[Referring expression data]

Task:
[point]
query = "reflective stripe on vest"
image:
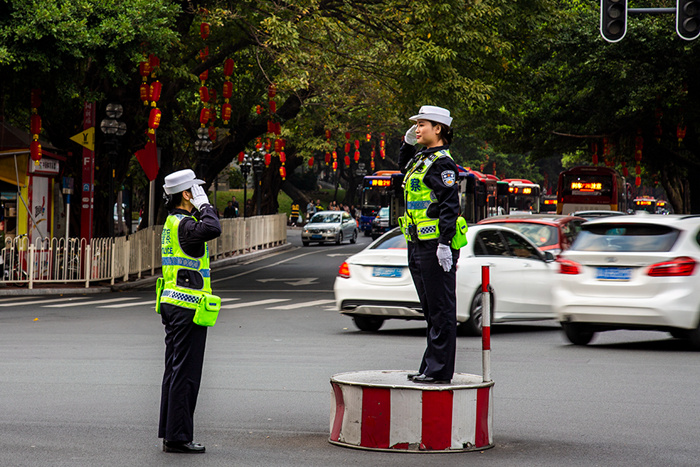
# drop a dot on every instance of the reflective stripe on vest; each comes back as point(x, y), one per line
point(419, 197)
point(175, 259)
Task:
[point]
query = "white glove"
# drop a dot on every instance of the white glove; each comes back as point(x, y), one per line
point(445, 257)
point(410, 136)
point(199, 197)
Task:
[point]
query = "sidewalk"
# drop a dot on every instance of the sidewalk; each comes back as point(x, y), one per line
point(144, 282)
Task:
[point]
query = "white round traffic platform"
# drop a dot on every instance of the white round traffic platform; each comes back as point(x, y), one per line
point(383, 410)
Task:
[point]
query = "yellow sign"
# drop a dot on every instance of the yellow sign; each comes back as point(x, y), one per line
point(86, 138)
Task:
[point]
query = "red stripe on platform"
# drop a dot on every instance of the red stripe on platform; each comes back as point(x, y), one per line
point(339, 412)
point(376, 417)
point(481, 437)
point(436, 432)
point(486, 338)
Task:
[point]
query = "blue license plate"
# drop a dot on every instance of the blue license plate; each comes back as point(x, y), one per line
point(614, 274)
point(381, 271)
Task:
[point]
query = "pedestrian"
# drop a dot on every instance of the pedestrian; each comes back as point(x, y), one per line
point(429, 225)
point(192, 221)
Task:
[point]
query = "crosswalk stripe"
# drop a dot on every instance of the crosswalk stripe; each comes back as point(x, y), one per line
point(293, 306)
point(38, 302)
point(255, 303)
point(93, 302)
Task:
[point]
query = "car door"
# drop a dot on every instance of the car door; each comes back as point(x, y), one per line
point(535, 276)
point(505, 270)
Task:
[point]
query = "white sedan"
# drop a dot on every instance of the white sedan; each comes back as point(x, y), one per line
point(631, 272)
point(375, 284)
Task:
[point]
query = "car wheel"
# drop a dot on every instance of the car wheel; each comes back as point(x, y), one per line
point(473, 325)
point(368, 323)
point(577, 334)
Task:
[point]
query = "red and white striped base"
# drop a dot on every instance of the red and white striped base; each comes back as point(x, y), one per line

Task requirements: Working through the records, copy each line in which the word "striped" appears.

Written solution:
query = "red and white striped base"
# drop a dot on every instance of the red and white striped base; each comes back as point(x, y), one per line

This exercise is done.